Tuesday 7th July marked the 15th anniversary of the 7/7 bombings in central London. I remember that day like it was yesterday. Here’s a short piece I wrote a couple of years ago about my experience of that Thursday in the capital. I’m posting it thinking of all the victims:
Come on guys. It’s Thursday morning! The weekend starts tomorrow! It was summer 2005 and I managed a team of Recycling Officers for The Royal Borough of Kensington and Chelsea Council. Our role was to promote recycling to the residents of this densely populated, ethnically and socio-economically diverse area.
The job was mostly lone working or in pairs and the easiest way to keep in touch was to text or phone. We usually started work between 8am and 9am. It was now just after 9am and I hadn’t heard from about half of my staff.
Kensington and Chelsea is the smallest London borough and I criss-crossed it on foot and bus several times a day. I’d heard from most of my northern staff but what about Recycling Officers off the Kings Road and in Knightsbridge?
It was a hot morning and my skin prickled under a dark blue aertex polo shirt. I stopped for a swig of pineapple juice. I was standing beside the town hall, the borough’s geographic and administrative epicentre, just off Kensington High Street. I started wandering south past Earl’s Court towards Fulham Road in search of missing team members.

---*---

Return the full piece above on the day of the 7/7 London bombings, word for word and with nothing changed.

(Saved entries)
---*---

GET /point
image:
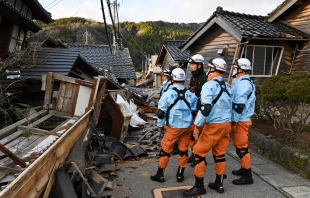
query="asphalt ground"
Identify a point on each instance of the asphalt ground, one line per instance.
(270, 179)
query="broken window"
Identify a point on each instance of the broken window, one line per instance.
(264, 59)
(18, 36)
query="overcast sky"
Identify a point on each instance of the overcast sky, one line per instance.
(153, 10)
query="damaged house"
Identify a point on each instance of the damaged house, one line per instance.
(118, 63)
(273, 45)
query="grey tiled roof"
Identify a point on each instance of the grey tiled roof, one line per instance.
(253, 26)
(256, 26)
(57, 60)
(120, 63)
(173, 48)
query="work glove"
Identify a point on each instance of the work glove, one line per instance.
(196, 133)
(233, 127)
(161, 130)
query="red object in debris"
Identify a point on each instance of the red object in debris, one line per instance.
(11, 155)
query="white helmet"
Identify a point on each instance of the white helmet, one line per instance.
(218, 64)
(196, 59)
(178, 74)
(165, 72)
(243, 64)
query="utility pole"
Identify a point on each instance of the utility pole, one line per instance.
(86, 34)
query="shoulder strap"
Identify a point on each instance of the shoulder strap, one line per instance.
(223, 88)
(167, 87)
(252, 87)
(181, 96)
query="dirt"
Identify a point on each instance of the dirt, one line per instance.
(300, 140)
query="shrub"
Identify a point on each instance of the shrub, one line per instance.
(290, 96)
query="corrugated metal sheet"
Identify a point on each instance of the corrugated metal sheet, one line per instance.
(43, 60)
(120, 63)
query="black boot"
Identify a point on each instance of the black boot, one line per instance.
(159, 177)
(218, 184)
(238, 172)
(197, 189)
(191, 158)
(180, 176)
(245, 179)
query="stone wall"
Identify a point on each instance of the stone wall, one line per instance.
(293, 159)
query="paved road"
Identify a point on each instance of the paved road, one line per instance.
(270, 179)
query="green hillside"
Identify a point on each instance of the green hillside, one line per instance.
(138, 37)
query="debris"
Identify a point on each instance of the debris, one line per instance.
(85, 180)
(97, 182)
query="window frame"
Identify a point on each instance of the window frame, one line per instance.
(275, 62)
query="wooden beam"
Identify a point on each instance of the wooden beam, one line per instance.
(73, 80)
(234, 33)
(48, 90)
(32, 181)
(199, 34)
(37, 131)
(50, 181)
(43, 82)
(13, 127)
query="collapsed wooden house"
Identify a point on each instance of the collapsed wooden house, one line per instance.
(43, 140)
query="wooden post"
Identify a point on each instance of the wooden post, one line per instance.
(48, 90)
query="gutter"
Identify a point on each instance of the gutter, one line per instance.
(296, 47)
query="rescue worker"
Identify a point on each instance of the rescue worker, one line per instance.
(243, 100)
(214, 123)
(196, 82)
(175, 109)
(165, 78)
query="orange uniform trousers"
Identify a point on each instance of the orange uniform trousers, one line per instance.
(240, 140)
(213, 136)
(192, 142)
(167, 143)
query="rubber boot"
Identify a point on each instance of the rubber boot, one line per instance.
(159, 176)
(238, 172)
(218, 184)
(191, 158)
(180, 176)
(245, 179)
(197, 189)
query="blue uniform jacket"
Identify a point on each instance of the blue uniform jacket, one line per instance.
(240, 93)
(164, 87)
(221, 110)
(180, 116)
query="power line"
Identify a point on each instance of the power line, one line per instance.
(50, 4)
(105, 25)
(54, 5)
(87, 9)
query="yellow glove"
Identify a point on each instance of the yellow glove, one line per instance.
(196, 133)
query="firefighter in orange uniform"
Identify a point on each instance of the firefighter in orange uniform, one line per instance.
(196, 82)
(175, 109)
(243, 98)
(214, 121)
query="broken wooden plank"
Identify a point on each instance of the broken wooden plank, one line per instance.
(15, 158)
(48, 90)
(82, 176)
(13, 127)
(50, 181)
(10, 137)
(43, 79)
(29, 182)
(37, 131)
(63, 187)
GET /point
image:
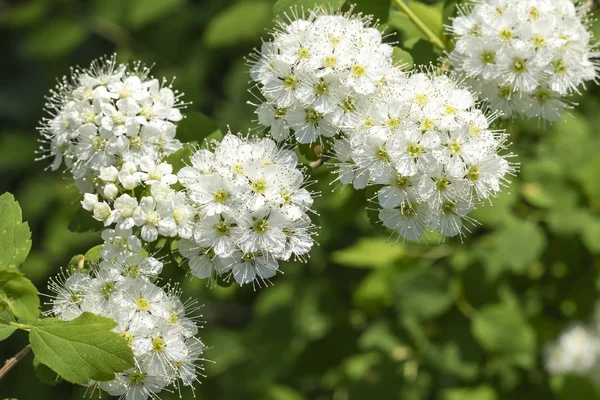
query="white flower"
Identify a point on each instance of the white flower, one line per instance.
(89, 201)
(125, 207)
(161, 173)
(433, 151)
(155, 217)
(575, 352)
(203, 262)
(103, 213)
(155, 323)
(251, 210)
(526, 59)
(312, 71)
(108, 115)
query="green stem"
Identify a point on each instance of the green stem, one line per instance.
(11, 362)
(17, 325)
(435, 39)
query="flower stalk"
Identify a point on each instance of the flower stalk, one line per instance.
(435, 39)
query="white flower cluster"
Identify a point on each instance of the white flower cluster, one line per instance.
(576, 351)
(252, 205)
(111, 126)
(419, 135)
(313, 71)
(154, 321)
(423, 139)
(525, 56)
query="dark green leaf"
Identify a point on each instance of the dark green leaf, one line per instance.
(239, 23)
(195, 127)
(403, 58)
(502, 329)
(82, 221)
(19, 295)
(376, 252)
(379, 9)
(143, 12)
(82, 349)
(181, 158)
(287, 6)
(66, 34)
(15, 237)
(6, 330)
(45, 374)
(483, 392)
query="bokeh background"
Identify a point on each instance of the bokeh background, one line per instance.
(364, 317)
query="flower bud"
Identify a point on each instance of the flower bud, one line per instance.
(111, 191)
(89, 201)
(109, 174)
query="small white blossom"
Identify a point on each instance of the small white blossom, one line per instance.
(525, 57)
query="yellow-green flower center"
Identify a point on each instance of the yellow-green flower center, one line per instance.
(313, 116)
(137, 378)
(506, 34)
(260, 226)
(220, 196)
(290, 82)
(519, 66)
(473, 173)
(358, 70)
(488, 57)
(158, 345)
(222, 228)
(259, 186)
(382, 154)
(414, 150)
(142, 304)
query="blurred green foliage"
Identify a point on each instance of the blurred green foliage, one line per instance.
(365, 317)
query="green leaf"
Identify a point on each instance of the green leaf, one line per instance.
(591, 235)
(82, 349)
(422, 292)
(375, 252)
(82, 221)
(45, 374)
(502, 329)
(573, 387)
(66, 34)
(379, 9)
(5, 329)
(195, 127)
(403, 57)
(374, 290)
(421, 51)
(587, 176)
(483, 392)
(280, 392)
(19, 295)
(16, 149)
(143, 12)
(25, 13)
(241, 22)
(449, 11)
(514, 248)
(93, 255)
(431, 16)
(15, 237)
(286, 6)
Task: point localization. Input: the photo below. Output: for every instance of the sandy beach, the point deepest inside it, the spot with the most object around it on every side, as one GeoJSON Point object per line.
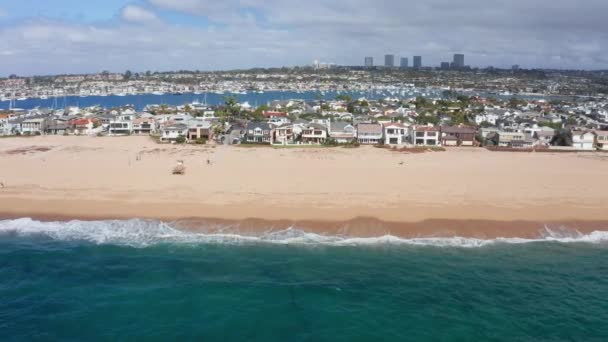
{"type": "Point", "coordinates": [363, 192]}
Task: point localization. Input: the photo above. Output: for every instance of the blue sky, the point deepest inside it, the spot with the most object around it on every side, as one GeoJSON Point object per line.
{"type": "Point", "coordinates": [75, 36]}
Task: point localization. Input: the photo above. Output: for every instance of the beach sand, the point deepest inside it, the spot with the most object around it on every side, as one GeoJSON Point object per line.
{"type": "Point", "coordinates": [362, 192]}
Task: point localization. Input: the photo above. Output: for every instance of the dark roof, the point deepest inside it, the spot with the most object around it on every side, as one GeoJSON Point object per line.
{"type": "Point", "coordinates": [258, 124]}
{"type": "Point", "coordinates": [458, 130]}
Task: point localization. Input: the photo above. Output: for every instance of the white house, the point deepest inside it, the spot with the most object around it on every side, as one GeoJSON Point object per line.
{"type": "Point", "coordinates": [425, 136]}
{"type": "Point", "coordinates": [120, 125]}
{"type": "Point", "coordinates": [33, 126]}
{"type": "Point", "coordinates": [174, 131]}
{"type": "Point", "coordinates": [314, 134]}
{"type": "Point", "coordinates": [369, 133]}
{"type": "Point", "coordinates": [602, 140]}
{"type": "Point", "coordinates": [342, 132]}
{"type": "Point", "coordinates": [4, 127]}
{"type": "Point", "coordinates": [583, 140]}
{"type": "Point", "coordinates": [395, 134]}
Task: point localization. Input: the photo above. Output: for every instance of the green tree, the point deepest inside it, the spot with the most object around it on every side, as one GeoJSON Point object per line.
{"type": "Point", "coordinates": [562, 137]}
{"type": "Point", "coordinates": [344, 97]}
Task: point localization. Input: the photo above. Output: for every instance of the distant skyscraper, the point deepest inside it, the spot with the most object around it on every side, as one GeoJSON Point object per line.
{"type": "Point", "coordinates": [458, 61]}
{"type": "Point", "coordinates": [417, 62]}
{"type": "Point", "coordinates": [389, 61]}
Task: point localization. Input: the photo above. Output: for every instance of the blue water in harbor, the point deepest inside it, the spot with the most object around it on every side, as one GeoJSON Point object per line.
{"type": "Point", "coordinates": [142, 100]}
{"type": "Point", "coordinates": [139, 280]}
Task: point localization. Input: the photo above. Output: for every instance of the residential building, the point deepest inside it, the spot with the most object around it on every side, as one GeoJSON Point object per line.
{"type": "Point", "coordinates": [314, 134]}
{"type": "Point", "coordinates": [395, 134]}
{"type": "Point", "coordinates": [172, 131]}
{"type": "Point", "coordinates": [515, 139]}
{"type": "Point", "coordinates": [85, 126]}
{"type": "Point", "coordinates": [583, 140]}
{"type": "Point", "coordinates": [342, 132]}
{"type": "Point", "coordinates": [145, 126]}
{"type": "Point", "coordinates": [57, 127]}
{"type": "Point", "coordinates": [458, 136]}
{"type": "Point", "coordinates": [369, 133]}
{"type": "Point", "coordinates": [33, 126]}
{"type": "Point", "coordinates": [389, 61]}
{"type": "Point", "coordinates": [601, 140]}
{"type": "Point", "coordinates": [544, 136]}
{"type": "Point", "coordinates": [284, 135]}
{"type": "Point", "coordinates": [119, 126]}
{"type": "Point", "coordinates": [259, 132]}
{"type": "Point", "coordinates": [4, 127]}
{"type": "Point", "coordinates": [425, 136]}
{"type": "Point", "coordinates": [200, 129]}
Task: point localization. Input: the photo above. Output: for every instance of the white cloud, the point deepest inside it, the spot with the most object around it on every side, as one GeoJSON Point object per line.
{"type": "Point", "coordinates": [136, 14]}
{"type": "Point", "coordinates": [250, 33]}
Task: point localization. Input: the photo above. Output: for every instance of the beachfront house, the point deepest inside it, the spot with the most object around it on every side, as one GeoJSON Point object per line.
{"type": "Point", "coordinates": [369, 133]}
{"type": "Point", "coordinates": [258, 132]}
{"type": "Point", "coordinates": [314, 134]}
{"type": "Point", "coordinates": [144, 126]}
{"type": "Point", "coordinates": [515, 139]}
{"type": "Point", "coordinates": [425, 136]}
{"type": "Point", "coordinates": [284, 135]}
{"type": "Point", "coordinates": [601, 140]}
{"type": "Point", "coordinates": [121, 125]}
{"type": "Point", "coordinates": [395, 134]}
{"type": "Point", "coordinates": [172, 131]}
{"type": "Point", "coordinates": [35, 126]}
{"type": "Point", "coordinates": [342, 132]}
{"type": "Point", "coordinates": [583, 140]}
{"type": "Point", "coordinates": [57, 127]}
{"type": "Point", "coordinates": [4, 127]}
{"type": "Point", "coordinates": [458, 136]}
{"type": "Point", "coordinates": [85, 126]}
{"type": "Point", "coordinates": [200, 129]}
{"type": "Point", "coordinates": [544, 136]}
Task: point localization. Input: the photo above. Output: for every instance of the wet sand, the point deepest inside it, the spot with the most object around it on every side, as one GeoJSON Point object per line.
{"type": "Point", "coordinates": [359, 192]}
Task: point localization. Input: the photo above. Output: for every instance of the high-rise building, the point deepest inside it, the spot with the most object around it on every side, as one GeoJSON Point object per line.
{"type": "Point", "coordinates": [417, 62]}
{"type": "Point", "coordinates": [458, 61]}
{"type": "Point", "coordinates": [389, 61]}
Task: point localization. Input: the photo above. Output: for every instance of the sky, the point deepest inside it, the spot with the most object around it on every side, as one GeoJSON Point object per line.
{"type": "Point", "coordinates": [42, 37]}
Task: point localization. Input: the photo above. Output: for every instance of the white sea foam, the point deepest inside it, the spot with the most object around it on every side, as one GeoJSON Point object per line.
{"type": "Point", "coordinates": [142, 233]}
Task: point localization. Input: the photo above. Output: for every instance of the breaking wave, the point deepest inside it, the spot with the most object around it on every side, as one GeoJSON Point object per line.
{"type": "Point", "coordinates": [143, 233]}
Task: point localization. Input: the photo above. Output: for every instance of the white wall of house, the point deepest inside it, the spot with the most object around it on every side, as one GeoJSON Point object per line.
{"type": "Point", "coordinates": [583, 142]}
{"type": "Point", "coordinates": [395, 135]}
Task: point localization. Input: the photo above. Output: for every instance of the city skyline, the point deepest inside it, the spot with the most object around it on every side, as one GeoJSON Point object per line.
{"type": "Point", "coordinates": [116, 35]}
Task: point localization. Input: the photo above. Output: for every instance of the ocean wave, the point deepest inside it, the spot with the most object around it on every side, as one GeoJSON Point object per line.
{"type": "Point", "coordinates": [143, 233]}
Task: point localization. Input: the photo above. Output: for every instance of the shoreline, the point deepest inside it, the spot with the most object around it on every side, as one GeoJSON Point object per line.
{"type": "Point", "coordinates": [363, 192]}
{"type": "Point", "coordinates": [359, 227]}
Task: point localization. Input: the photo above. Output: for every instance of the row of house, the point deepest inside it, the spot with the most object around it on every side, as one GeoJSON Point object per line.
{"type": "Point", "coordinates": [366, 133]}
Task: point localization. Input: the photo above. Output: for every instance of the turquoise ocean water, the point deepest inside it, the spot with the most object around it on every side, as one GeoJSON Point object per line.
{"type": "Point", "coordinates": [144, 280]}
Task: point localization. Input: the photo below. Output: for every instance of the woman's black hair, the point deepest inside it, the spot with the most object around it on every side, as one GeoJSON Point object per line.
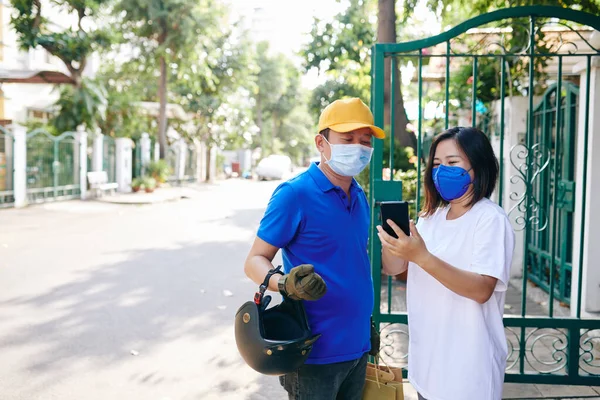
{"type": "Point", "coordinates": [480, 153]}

---*---

● Task solution
Tuesday 7th July marked the 15th anniversary of the 7/7 bombings in central London. I remember that day like it was yesterday. Here’s a short piece I wrote a couple of years ago about my experience of that Thursday in the capital. I’m posting it thinking of all the victims:
Come on guys. It’s Thursday morning! The weekend starts tomorrow! It was summer 2005 and I managed a team of Recycling Officers for The Royal Borough of Kensington and Chelsea Council. Our role was to promote recycling to the residents of this densely populated, ethnically and socio-economically diverse area.
The job was mostly lone working or in pairs and the easiest way to keep in touch was to text or phone. We usually started work between 8am and 9am. It was now just after 9am and I hadn’t heard from about half of my staff.
Kensington and Chelsea is the smallest London borough and I criss-crossed it on foot and bus several times a day. I’d heard from most of my northern staff but what about Recycling Officers off the Kings Road and in Knightsbridge?
It was a hot morning and my skin prickled under a dark blue aertex polo shirt. I stopped for a swig of pineapple juice. I was standing beside the town hall, the borough’s geographic and administrative epicentre, just off Kensington High Street. I started wandering south past Earl’s Court towards Fulham Road in search of missing team members.